Your task ->
Convert the records between the lines holding "Reviewer note: check that each instance of the black jersey" and "[[257, 84], [24, 104]]", inclusive, into a two-column CSV with the columns "text" and "answer". Give one row per record, with each field quoted and any line breaks replaced by spaces.

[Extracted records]

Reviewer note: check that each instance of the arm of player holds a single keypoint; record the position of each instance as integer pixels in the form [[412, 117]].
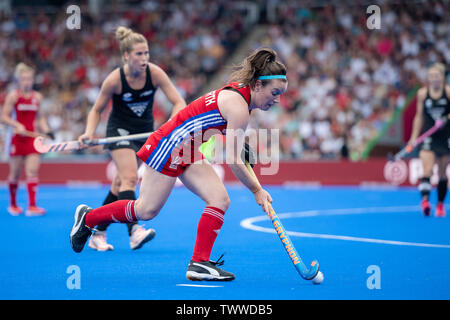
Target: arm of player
[[106, 92], [42, 122], [8, 106], [235, 111], [418, 118], [162, 80]]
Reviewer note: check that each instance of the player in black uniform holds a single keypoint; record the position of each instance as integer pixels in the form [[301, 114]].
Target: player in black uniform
[[132, 89], [433, 103]]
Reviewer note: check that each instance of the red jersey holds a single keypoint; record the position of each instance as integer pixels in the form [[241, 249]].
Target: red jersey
[[189, 123], [26, 109]]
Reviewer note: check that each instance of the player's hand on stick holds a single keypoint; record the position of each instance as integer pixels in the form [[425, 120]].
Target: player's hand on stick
[[263, 199], [20, 129], [84, 139]]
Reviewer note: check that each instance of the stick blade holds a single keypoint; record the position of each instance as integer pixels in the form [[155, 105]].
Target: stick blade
[[39, 144], [313, 270], [41, 147]]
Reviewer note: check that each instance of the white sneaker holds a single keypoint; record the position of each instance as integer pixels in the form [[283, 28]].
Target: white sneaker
[[98, 242], [140, 236]]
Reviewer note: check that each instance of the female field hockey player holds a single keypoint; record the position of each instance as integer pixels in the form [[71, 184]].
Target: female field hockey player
[[132, 89], [257, 84], [433, 103], [24, 104]]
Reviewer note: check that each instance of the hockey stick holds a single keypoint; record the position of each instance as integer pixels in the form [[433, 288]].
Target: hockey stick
[[29, 134], [42, 147], [410, 147], [305, 273]]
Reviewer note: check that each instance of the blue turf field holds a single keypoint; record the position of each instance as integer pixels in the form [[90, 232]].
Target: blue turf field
[[35, 252]]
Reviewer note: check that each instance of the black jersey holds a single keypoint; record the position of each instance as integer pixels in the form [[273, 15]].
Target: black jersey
[[434, 109], [132, 110]]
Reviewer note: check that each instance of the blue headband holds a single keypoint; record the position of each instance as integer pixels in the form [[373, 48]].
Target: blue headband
[[278, 76]]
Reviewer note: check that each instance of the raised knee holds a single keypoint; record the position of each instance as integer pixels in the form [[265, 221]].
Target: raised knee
[[129, 180], [145, 212], [222, 203]]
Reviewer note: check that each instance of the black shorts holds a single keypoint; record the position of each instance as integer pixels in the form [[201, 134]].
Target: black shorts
[[113, 131], [439, 143]]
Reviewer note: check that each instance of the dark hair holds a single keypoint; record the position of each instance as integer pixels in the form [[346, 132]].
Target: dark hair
[[262, 62]]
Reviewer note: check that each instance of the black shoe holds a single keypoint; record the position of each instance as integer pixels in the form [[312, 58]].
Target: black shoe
[[207, 270], [80, 232]]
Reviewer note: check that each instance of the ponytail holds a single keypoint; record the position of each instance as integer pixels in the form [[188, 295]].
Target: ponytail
[[262, 62], [127, 38]]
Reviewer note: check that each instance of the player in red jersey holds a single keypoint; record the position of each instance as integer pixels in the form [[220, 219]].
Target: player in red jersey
[[257, 84], [24, 104]]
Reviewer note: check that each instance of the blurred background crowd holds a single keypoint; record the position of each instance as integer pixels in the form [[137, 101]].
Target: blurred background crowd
[[345, 80]]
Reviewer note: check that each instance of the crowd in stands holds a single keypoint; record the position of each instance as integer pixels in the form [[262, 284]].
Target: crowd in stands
[[345, 79], [188, 39]]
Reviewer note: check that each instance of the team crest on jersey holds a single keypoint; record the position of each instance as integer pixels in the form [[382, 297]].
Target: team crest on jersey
[[442, 101], [127, 97], [138, 108], [146, 93]]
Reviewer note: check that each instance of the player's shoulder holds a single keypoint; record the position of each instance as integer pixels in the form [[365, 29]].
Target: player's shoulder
[[447, 90], [156, 72], [422, 92], [12, 95], [112, 81], [37, 94]]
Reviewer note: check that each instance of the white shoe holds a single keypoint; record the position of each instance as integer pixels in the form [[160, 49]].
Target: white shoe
[[140, 236], [98, 242]]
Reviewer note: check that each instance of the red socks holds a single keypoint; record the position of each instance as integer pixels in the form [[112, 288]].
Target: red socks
[[118, 211], [32, 189], [13, 192], [208, 228]]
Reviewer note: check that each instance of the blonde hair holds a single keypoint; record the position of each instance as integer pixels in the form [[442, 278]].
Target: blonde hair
[[439, 67], [22, 67], [127, 38], [261, 62]]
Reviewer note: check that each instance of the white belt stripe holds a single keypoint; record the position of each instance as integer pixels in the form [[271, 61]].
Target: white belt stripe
[[214, 213], [128, 214], [180, 132]]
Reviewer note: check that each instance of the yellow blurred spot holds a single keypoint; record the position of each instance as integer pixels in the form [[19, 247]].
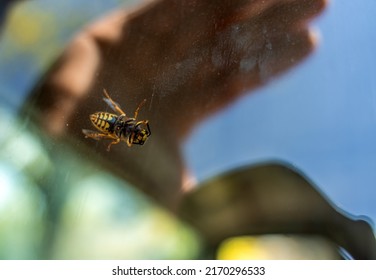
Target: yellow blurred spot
[[241, 248]]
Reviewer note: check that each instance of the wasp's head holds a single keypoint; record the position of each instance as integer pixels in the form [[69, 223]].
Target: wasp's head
[[141, 133]]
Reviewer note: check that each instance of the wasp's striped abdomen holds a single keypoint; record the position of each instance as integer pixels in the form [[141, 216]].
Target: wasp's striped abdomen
[[103, 121]]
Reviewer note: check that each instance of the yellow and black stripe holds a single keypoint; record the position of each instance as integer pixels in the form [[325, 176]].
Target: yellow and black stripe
[[103, 121]]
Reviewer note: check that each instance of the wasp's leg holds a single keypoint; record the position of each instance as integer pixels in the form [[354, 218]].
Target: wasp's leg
[[130, 140], [114, 106], [138, 108]]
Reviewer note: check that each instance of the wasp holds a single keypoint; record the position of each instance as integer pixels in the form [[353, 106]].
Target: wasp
[[118, 127]]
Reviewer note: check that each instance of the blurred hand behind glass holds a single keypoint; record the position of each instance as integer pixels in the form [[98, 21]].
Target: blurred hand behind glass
[[189, 59]]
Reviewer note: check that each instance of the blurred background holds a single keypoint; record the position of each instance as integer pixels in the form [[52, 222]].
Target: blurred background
[[320, 117]]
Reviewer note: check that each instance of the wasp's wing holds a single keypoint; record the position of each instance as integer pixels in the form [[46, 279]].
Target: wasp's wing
[[113, 105], [96, 135]]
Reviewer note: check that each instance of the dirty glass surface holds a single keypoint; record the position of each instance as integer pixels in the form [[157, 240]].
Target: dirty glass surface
[[262, 120]]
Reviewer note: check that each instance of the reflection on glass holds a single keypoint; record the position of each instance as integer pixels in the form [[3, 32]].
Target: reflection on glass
[[188, 60]]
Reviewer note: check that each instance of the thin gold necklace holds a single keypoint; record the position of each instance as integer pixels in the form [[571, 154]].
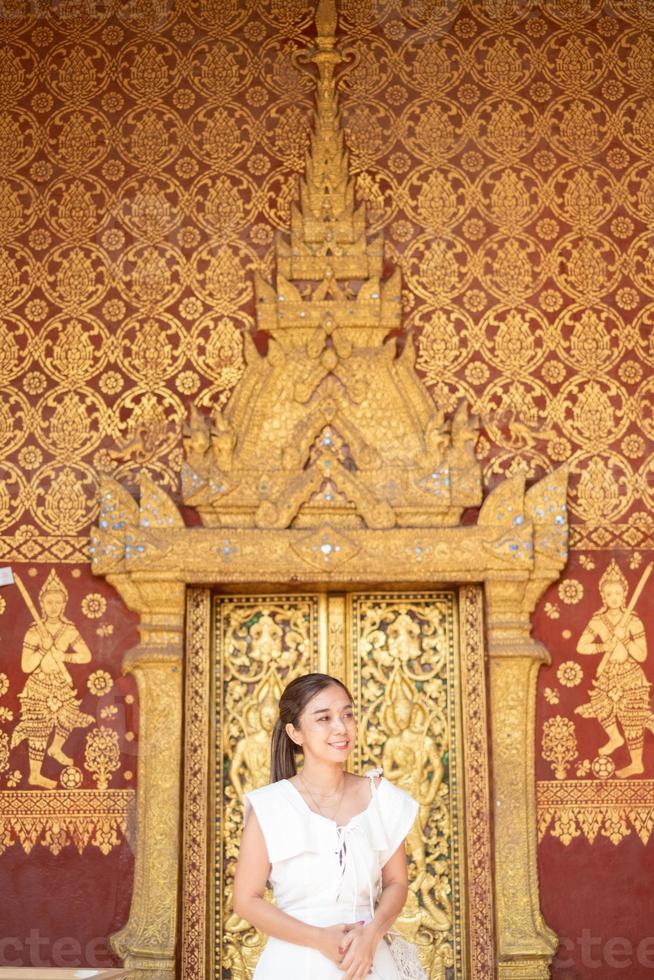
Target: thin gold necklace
[[315, 802]]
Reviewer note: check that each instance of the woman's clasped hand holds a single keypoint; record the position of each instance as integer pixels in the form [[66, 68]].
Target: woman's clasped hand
[[359, 948]]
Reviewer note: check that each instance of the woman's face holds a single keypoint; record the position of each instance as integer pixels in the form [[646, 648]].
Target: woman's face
[[327, 726]]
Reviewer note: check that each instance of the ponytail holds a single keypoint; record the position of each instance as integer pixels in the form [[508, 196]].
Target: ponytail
[[297, 694], [282, 753]]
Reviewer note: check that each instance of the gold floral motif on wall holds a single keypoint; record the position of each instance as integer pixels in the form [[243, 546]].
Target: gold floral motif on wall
[[148, 152]]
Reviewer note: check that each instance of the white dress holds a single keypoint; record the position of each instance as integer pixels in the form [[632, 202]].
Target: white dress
[[324, 874]]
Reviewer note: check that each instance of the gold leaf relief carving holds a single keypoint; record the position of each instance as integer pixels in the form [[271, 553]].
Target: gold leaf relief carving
[[514, 343], [636, 59], [282, 69], [149, 210], [80, 278], [221, 138], [69, 427], [559, 744], [434, 130], [9, 354], [223, 208], [512, 267], [11, 212], [507, 64], [218, 70], [76, 78], [506, 128], [149, 73], [579, 127], [640, 192], [149, 142], [12, 74], [13, 149], [586, 197], [593, 415], [437, 201], [575, 66], [81, 141], [9, 279], [77, 215], [638, 123], [151, 352], [588, 266], [66, 507], [435, 65], [599, 495], [511, 197], [590, 343], [438, 343]]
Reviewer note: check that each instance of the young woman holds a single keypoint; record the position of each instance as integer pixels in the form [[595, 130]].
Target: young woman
[[331, 844]]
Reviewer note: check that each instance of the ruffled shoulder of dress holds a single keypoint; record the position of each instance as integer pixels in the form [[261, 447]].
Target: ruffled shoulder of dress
[[389, 818], [288, 825]]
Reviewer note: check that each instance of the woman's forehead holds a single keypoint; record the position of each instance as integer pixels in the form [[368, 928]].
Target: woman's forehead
[[330, 697]]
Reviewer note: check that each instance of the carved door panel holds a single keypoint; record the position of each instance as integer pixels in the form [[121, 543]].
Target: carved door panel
[[419, 695]]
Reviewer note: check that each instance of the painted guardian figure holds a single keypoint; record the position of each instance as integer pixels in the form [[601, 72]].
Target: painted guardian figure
[[48, 702]]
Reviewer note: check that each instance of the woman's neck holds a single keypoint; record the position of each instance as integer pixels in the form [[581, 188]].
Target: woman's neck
[[322, 776]]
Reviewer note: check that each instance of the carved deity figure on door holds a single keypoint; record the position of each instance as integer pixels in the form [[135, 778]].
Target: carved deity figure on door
[[410, 759], [250, 764]]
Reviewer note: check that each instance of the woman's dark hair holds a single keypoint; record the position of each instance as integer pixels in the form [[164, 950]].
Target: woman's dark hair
[[292, 703]]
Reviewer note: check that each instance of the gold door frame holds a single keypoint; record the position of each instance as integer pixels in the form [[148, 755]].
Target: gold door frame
[[155, 587], [331, 463], [200, 813]]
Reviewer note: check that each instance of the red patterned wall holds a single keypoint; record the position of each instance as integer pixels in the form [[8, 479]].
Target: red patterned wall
[[148, 151]]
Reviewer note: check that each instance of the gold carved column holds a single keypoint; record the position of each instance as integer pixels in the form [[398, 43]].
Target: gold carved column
[[147, 942], [525, 943]]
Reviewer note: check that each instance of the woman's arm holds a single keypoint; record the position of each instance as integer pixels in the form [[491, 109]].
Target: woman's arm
[[362, 942], [252, 871]]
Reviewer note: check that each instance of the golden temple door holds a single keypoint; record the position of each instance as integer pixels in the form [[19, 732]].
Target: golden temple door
[[414, 663]]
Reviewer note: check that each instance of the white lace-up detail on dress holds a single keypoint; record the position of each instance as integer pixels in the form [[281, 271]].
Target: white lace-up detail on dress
[[323, 873]]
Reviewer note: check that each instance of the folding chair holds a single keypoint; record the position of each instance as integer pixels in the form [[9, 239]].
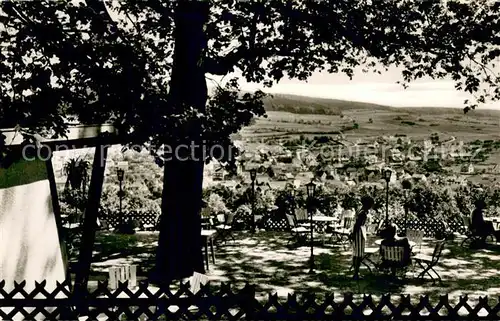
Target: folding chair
[[430, 261], [298, 232], [225, 229], [416, 236]]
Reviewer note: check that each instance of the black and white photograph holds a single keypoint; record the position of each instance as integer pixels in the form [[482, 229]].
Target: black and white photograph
[[249, 160]]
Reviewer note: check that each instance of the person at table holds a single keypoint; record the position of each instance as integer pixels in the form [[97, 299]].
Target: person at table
[[390, 239], [479, 226], [359, 234]]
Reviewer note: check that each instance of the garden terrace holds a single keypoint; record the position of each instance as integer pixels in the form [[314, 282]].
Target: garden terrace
[[265, 260]]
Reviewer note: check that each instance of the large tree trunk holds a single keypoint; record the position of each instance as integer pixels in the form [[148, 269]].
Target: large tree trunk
[[179, 251]]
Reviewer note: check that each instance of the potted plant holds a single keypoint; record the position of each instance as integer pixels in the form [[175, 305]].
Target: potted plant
[[77, 171]]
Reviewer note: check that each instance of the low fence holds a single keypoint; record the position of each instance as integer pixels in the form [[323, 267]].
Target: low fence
[[148, 221], [147, 303]]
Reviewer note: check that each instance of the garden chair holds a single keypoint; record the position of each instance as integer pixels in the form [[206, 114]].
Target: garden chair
[[416, 236], [429, 262], [299, 233], [301, 217], [225, 229], [195, 283], [393, 258]]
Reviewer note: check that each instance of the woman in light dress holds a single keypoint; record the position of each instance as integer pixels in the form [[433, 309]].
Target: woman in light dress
[[359, 234]]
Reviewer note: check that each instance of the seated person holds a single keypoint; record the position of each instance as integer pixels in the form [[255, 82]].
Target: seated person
[[389, 239]]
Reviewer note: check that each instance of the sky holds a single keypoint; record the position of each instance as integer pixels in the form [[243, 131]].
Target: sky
[[374, 88]]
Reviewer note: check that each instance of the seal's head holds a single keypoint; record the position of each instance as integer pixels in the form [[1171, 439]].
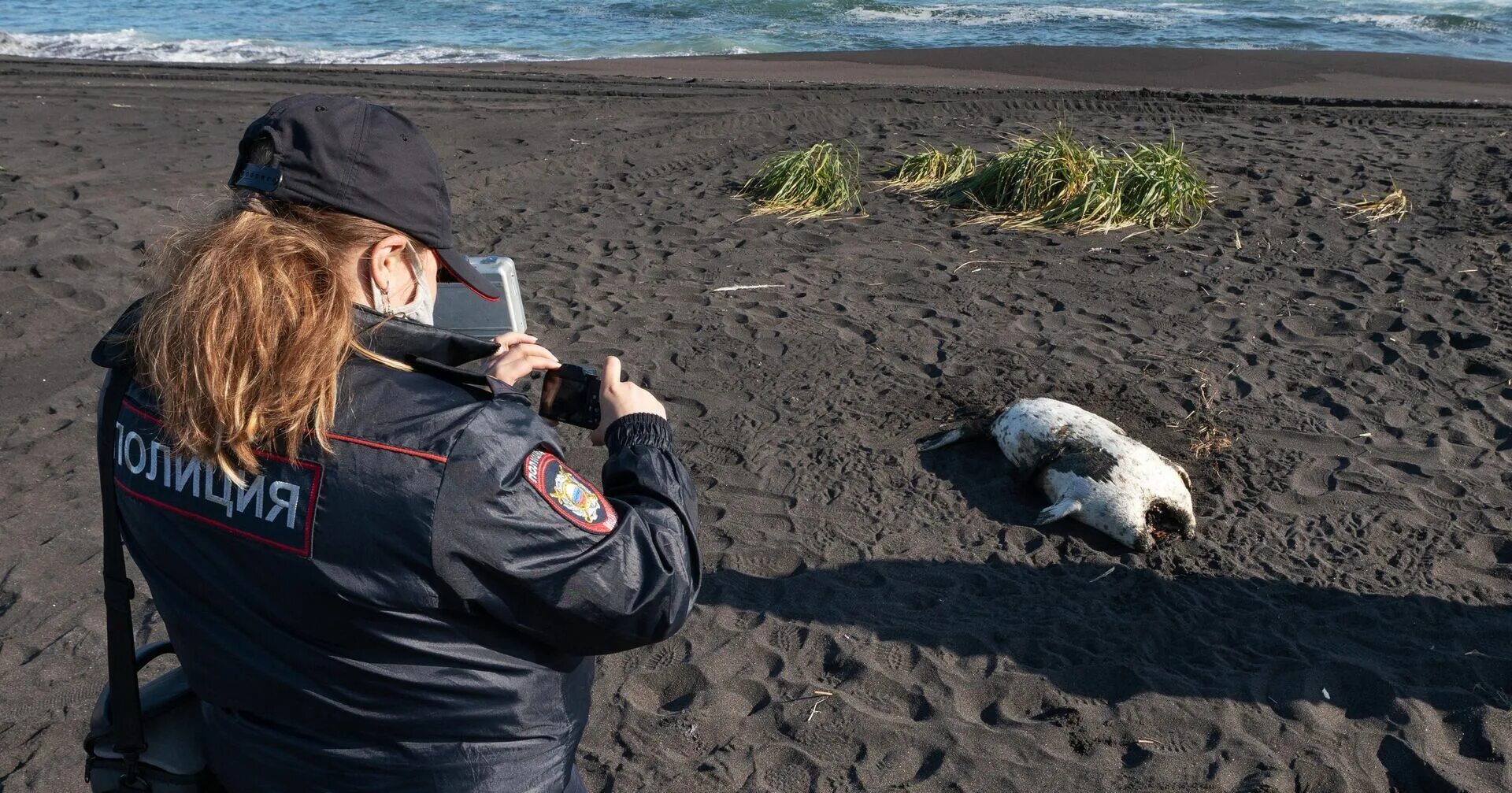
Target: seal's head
[[1168, 510]]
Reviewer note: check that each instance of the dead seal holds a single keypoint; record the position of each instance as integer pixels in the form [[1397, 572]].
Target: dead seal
[[1091, 469]]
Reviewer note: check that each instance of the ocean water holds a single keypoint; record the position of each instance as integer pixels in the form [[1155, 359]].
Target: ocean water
[[461, 31]]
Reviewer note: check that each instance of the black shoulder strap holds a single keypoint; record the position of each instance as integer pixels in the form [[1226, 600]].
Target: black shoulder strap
[[126, 699]]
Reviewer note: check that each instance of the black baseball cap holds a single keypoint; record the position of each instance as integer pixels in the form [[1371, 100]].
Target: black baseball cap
[[358, 157]]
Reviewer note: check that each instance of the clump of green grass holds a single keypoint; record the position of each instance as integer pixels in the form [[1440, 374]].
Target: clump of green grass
[[933, 169], [1035, 176], [1151, 185], [808, 183], [1058, 183], [1392, 206]]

Solution for this problem ->
text,answer
"Reviewer note: check that each instance of the black jersey holds a single keypoint; record the position of each instance as integer pixels in the form [[273, 15]]. Target: black jersey","[[434, 109], [132, 110]]"
"Reviewer note: check that each instance of the blue headband holds a single keypoint; record the position of each instance as integer pixels in the form [[373, 48]]. Target: blue headband","[[278, 76]]"
"Reviewer note: check that each instance of the raised knee holds a single keypoint; record the position of each instance as integer pixels in the form [[265, 221]]. Target: raised knee","[[129, 180], [145, 212], [222, 203]]"
"Reviewer note: check that each instance of the black shorts holds a single keypoint; record the position of each instance as integer pixels in the form [[201, 134]]. Target: black shorts","[[113, 131], [439, 143]]"
"Reviewer note: check that each instance of the dark hair holds a single keypoint; record the position of each instance as integer pixels in the form [[346, 132]]. Target: dark hair","[[262, 62]]"
"Reviewer note: check that each instance of the black shoe holds a single keypoint; record the position of each instance as integer pixels in the form [[312, 58]]. Target: black shoe","[[207, 270], [80, 232]]"
"Reviewer note: check that each instance of the ponytail holds a single keypoint; record the position of each instance as integer pixels in the form [[188, 295]]. Target: ponytail","[[262, 62], [127, 38]]"
"Reviewer note: check that each instance of the player in red jersey holds a single keypoint; record the position of each instance as integer pixels in the form [[220, 219]]. Target: player in red jersey","[[257, 84], [24, 104]]"